TASK DETAILS
Find every line in the records below that contains the string "hillside", matching case exactly, and copy each of those lines in full.
begin STORED RECORDS
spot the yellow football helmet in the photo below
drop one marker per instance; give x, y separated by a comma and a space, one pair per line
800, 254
end STORED RECORDS
begin STORED RECORDS
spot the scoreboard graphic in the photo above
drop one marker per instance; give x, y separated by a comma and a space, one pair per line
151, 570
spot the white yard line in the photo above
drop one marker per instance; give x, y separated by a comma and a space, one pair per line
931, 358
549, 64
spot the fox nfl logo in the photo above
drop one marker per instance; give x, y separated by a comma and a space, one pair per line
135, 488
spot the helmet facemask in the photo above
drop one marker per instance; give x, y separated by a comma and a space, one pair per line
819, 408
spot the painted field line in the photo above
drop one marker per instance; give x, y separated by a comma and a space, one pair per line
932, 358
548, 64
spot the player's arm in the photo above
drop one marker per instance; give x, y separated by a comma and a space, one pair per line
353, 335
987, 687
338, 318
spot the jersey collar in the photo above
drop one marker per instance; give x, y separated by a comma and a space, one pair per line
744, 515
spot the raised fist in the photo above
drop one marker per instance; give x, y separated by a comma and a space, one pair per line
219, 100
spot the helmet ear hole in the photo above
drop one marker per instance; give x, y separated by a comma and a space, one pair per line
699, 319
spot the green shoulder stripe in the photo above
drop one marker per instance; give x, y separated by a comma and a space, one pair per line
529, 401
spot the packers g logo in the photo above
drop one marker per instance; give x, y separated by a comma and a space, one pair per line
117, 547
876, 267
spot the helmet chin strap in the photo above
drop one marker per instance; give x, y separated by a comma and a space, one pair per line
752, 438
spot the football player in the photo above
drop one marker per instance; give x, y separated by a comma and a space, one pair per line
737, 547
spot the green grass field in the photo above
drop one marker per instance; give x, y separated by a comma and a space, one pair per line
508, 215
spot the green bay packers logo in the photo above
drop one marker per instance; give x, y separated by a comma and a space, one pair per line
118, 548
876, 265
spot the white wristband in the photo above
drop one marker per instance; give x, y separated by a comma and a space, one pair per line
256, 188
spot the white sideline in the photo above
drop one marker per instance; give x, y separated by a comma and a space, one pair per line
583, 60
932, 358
end STORED RECORDS
begin STORED RECORDS
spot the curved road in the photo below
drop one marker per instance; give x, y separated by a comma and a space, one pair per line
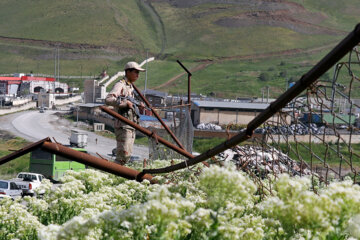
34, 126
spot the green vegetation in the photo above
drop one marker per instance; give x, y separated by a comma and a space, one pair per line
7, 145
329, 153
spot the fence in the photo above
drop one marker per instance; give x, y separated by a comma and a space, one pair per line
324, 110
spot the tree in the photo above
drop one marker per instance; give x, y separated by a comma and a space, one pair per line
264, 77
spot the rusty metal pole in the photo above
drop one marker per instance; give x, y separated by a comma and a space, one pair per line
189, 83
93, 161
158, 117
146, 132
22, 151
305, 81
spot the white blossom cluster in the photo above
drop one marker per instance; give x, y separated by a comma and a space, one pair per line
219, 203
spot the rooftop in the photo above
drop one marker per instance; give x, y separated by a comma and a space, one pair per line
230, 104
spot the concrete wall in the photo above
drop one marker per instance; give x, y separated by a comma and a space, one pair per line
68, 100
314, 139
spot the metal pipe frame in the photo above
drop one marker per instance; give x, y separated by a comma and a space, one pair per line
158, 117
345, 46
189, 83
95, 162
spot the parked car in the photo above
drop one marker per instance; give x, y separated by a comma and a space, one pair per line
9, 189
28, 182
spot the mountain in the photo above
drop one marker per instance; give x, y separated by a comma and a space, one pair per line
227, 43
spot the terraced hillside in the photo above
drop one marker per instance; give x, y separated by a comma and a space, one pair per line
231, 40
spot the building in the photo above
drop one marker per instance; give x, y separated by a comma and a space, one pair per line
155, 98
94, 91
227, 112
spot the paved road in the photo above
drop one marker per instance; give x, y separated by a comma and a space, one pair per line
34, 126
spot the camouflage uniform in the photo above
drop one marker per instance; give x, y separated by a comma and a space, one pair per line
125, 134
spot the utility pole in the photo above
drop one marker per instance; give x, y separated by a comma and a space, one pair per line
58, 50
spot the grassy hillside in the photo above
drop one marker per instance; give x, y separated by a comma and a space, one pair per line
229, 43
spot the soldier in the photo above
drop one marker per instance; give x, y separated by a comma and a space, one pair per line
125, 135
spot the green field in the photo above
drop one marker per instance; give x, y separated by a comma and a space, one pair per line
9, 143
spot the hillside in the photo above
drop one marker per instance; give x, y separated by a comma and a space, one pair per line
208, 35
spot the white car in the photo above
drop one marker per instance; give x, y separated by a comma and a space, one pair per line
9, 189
end STORED RECORDS
TASK ANSWER
spot the terraced hillside in the photo above
spot the grassy hillside in the photo above
spot the hillside in the photo above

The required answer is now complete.